── SOURCE PASSAGE

What we know about the Lion Air flight 610 crash

In an era when a commercial flight is largely automated — usually a seamless process in an aircraft, informed by sensors and signals acting in tandem with experienced pilots — the prospect that those systems could contribute to a crash is almost unthinkable.

Megan SpeciaThe New York Times
Published : 10 Nov 2018, 04:52 PM
Updated : 10 Nov 2018, 04:52 PM

But in the case of Lion Air Flight 610, a Boeing 737 Max 8 that plummeted into the Java Sea shortly after take-off from the Indonesian capital in late October, investigators believe those systems may have been involved.

The plane, which was practically new, crashed minutes after take-off, killing all 189 people on board, The crash has raised questions about Indonesia’s troubled airline safety record, Lion Air’s questionable safety practices and the automated systems aboard Boeing’s commercial aircraft. Here is what we know.

WHAT HAPPENED?

────

TASK INSTRUCTIONS:
**A)** Could you format the rows as a two-column CSV with the columns label_text and boxes, beginning at the first row and stopping after the line that contains "[[136, 191, 360, 221]]"? Give one CSV line per row, with its text and its output each in one quoted field, line breaks turned into spaces, and the pictures left out.
**B)** Can you continue the article on the Lion Air Flight 610 crash from where it stops?

── DATASET EXTRACT

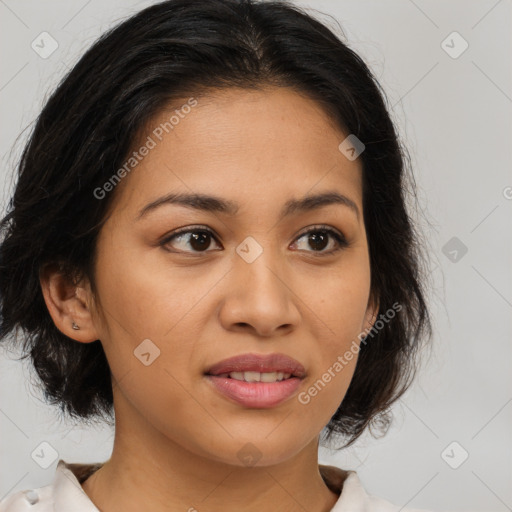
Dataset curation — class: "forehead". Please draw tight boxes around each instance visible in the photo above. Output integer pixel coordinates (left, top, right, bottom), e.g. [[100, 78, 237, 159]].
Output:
[[110, 87, 362, 218]]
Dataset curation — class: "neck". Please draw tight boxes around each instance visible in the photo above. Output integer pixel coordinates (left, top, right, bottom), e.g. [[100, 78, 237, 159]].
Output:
[[82, 388, 339, 512]]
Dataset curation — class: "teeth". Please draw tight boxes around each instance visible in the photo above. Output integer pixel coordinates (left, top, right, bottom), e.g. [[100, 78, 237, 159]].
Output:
[[229, 372, 291, 382]]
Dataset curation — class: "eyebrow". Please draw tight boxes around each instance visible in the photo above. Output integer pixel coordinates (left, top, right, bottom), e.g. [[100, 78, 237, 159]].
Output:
[[136, 191, 360, 221]]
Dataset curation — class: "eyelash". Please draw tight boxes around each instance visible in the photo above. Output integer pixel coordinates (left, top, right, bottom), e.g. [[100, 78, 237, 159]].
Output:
[[159, 226, 349, 256]]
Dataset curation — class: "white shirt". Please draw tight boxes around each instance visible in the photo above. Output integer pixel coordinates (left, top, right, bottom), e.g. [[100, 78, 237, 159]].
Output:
[[0, 459, 428, 512]]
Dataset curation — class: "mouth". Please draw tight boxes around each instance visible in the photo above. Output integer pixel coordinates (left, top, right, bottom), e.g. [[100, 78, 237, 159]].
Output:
[[205, 353, 306, 382], [205, 354, 306, 409]]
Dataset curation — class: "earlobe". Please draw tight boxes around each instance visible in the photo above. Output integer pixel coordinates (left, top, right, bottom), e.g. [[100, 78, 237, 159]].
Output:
[[39, 265, 98, 343], [365, 297, 379, 331]]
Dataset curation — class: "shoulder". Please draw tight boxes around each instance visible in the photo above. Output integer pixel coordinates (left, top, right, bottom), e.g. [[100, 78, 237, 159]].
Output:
[[319, 465, 431, 512], [0, 460, 101, 512]]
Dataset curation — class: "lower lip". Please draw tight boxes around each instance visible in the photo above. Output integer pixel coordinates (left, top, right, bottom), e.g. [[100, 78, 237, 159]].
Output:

────

OUTPUTS:
**A)**
label_text,boxes
"Dataset curation — class: ""forehead"". Please draw tight boxes around each instance visible in the photo above. Output integer pixel coordinates (left, top, right, bottom), e.g. [[100, 78, 237, 159]]. Output:","[[110, 87, 362, 218]]"
"Dataset curation — class: ""neck"". Please draw tight boxes around each instance visible in the photo above. Output integer pixel coordinates (left, top, right, bottom), e.g. [[100, 78, 237, 159]]. Output:","[[82, 388, 339, 512]]"
"Dataset curation — class: ""teeth"". Please draw tight boxes around each instance visible in the photo above. Output integer pixel coordinates (left, top, right, bottom), e.g. [[100, 78, 237, 159]]. Output:","[[229, 372, 291, 382]]"
"Dataset curation — class: ""eyebrow"". Please draw tight boxes around each instance visible in the photo above. Output integer pixel coordinates (left, top, right, bottom), e.g. [[100, 78, 237, 159]]. Output:","[[136, 191, 360, 221]]"

**B)**
On the morning of Monday, Oct 29, Lion Air Flight 610 took off from Jakarta’s Soekarno-Hatta International Airport at 6:21 am. The plane was set to travel to the small city of Pangkal Pinang, the provincial capital of a small island in the Java Sea. The flight should have taken just over an hour.

Minutes after take-off, the crew contacted air traffic controllers and requested a return to Jakarta. The plane never issued a mayday distress call and did not turn back. Instead, it banked to the left, made significant altitude shifts and then dropped sharply. The plane was at an altitude of about 5,000 feet when its final descent began, according to data from Flight Radar 24, which tracks global air traffic. By 6:32, communications with the plane had ceased.

The plane plunged into the sea 11 minutes after take-off, hitting the water with such force that some metal fixtures on the aircraft disintegrated.

It was the first crash of the Max 8, an updated version of the best-selling Boeing 737.

WHAT DO INVESTIGATORS SAY?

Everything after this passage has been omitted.